Geschützte Häfen fehlen. Erst am Busen von Salerno, an den sich eine breite Ebene anschließt, konnte sich eine große Ansiedelung entwickeln, im Altertum Pästum am Südende, seit dem Mittelalter Salerno im N., das die bequemste Verbindung mit der Campanischen Ebene hat. Aber auch hier mußte in der Neuzeit der Hafen künstlich geschützt werden. Die überaus steile Nordküste des Golfs von Salerno ist dicht bevölkert. Doch haben diese Orte, deren bekanntester Amalfi ist, ihre Blüte [* 3] wegen der geringen Hafentiefe in der Neuzeit verloren.
Weit günstiger liegen die Verhältnisse im Golf von Neapel. Er ist nicht nur kleiner und abgeschlossener als die übrigen, sondern auch reicher an kleinen Buchten und Landeplätzen, besonders im nordwestl. Teile, dem Golf von Pozzuoli. Dazu kommt die Aufgeschlossenheit des Hinterlandes, der reichen Ebene von Campanien. Daher lag hier schon im Altertum der maritime Mittelpunkt I.s, besonders in Puteoli. Der Golf ist dicht von Ansiedelungen umsäumt; die größten liegen in den beiden innern Winkeln, im südl. Castellamare, im nördl. Neapel, die volkreichste Stadt der Halbinsel.
Von hier bis zur Magramündung herrscht schwache Schwemmlandküste vor, nur auf kurze Strecken durch Steilküste unterbrochen. Ein großer Teil der Küste ist versumpft und wegen der Fieber unbewohnbar. Die Anschwemmungen erreichen hier fast denselben Betrag wie im nördl. Teil der adriatischen Küste; daher findet man auch hier eine große Anzahl toter, d. h. ehemaliger Seestädte, wie Ostia, Grosseto und Pisa. [* 4] Nur wo Gebirge an die Küste treten, konnten sich größere Ansiedelungen entwickeln, so Gaëta, Terracina, der einstige, und Civitavecchia, der jetzige Hafen Roms, und besonders Livorno. [* 5] Am schnellsten schreitet die Küste vor an den Flußmündungen, besonders des Tiber, Arno und Serchio.

********************

__GESTELLTE AUFGABE 1__
Welche Stadt nennt der Textauszug über die Küsten Italiens die volkreichste Stadt der Halbinsel?

__BEREITGESTELLTE ZEILEN__
********************

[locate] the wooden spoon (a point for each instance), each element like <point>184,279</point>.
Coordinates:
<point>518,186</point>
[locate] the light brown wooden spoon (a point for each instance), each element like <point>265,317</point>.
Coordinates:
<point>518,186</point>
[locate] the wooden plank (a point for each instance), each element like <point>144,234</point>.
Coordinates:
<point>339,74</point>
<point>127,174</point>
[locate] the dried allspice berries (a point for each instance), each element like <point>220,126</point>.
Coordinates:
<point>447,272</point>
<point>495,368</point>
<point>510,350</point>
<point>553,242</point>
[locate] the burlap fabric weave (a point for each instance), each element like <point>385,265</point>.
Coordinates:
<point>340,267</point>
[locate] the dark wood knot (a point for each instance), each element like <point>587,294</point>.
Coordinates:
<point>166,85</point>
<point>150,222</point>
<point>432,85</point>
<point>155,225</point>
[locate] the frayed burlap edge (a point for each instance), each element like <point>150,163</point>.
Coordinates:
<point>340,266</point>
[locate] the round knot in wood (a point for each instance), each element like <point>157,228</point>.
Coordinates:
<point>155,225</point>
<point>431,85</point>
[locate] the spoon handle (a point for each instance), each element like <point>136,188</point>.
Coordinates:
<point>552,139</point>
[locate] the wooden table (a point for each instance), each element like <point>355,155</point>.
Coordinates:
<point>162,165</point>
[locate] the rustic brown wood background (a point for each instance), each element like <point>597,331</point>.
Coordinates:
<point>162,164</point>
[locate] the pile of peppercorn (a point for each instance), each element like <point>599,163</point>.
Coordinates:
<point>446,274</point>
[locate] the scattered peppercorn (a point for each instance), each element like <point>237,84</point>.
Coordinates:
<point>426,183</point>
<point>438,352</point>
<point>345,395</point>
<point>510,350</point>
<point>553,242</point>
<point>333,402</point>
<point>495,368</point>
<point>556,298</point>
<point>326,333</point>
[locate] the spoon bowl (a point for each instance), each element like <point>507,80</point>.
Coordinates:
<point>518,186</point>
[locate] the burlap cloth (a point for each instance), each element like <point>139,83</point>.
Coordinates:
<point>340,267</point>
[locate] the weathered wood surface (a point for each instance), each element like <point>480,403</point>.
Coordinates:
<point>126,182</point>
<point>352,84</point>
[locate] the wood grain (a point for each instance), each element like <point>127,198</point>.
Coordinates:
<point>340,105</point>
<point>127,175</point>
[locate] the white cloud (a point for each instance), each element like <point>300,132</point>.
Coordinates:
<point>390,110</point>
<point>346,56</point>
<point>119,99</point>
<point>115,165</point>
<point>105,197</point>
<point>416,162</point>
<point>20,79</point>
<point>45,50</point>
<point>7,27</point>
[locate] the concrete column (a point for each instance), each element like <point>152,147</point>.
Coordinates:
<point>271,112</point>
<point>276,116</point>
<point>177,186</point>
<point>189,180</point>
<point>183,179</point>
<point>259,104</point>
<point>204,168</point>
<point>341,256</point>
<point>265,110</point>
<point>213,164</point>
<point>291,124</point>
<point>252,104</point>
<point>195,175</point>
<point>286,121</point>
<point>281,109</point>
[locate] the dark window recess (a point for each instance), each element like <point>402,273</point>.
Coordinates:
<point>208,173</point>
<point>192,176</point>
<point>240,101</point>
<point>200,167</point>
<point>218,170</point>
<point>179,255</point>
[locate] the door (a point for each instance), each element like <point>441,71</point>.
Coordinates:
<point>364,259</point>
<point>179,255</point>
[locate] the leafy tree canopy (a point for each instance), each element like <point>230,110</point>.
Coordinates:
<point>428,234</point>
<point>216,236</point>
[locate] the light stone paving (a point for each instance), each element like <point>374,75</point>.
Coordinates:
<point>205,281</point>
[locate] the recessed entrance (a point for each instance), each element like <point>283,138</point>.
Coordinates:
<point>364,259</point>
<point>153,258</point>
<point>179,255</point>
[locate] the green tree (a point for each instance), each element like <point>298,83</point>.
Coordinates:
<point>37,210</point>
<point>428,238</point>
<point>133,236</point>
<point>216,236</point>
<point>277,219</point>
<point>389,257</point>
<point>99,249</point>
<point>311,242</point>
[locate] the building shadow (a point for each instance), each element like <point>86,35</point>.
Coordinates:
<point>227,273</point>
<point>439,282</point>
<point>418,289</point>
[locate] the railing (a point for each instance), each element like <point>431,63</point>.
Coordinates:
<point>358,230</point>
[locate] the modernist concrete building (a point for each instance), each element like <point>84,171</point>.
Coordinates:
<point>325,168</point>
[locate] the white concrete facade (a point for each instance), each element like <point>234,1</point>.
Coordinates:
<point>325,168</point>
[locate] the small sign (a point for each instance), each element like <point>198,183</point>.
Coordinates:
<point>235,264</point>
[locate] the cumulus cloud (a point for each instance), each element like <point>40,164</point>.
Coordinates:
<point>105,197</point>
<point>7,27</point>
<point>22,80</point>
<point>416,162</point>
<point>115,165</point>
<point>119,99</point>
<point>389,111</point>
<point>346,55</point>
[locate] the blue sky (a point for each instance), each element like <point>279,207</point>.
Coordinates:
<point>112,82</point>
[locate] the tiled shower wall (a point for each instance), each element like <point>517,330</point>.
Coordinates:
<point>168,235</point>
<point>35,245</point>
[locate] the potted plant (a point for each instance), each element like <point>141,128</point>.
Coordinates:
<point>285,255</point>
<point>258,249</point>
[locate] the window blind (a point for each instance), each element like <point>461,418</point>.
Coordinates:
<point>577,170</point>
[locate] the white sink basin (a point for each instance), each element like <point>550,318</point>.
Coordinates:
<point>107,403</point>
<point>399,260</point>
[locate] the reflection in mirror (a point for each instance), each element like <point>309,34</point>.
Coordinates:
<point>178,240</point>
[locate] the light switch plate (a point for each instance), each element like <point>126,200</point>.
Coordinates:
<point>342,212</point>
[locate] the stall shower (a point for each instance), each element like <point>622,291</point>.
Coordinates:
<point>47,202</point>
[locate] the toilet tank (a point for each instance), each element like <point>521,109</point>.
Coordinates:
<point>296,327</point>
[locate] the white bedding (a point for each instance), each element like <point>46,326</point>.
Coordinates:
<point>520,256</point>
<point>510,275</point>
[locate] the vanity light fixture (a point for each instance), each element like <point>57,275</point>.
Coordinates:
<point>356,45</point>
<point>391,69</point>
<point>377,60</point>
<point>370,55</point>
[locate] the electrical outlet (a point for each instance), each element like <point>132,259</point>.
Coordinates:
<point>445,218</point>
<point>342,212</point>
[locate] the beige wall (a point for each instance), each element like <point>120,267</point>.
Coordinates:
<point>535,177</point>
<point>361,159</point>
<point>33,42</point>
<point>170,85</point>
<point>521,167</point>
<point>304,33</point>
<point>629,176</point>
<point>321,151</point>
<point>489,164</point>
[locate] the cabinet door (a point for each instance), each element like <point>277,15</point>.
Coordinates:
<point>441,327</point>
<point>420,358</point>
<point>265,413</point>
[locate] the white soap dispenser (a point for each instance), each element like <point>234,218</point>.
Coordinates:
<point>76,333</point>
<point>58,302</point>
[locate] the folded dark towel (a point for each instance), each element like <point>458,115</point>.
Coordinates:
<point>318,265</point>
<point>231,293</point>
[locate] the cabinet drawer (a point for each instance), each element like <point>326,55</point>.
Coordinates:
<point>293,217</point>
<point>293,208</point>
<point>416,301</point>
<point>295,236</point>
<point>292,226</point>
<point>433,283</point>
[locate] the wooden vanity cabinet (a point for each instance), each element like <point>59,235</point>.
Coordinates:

********************

__GESTELLTE AUFGABE 2__
Wandle die Zeilen nach dem Textauszug um, und zwar alles von der ersten Zeile bis hinunter zu der Zeile mit „<point>431,85</point>“, beide eingeschlossen. Gib sie als Markdown-Tabelle mit den Spalten „Nr.“ und „Zeile“ aus und lass Leerzeilen weg.

__RICHTIGES ERGEBNIS 1__
Neapel.

__RICHTIGES ERGEBNIS 2__
| Nr. | Zeile |
|---|---|
| 1 | [locate] the wooden spoon (a point for each instance), each element like <point>184,279</point>. |
| 2 | Coordinates: |
| 3 | <point>518,186</point> |
| 4 | [locate] the light brown wooden spoon (a point for each instance), each element like <point>265,317</point>. |
| 5 | Coordinates: |
| 6 | <point>518,186</point> |
| 7 | [locate] the wooden plank (a point for each instance), each element like <point>144,234</point>. |
| 8 | Coordinates: |
| 9 | <point>339,74</point> |
| 10 | <point>127,174</point> |
| 11 | [locate] the dried allspice berries (a point for each instance), each element like <point>220,126</point>. |
| 12 | Coordinates: |
| 13 | <point>447,272</point> |
| 14 | <point>495,368</point> |
| 15 | <point>510,350</point> |
| 16 | <point>553,242</point> |
| 17 | [locate] the burlap fabric weave (a point for each instance), each element like <point>385,265</point>. |
| 18 | Coordinates: |
| 19 | <point>340,267</point> |
| 20 | [locate] the dark wood knot (a point for each instance), each element like <point>587,294</point>. |
| 21 | Coordinates: |
| 22 | <point>166,85</point> |
| 23 | <point>150,222</point> |
| 24 | <point>432,85</point> |
| 25 | <point>155,225</point> |
| 26 | [locate] the frayed burlap edge (a point for each instance), each element like <point>150,163</point>. |
| 27 | Coordinates: |
| 28 | <point>340,266</point> |
| 29 | [locate] the round knot in wood (a point for each instance), each element like <point>157,228</point>. |
| 30 | Coordinates: |
| 31 | <point>155,225</point> |
| 32 | <point>431,85</point> |